**TASK TO CARRY OUT:** Locate each line in the rows below that includes the word "above", and copy those lines.

Dataset excerpt:

★ ★ ★ ★ ★

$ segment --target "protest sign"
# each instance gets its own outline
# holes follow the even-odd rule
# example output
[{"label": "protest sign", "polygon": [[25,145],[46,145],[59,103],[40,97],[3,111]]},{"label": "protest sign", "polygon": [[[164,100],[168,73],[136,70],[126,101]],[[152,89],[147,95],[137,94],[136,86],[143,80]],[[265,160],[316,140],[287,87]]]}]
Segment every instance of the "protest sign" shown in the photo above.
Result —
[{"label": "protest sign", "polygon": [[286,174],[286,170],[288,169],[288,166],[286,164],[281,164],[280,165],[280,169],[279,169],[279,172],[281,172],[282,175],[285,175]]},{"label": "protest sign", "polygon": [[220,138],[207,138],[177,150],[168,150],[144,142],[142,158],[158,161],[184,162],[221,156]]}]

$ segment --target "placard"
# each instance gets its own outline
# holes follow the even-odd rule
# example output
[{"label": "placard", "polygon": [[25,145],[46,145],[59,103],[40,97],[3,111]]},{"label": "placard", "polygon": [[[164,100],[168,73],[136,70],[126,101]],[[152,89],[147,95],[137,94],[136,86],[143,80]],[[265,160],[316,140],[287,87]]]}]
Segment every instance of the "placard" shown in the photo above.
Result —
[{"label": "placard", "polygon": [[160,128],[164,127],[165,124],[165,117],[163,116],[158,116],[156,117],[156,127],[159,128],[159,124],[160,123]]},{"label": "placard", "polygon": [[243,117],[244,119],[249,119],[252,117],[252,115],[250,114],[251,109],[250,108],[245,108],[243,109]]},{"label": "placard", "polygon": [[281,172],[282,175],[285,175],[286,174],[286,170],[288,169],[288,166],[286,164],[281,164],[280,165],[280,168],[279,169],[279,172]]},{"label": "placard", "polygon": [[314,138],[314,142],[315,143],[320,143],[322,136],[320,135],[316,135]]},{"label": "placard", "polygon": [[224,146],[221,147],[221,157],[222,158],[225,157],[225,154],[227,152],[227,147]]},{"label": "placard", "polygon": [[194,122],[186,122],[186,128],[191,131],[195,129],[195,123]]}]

★ ★ ★ ★ ★

**EXERCISE RESULT:**
Segment every instance of the "protest sign" shown in the photo above.
Segment every instance of the "placard" shown in the photo above.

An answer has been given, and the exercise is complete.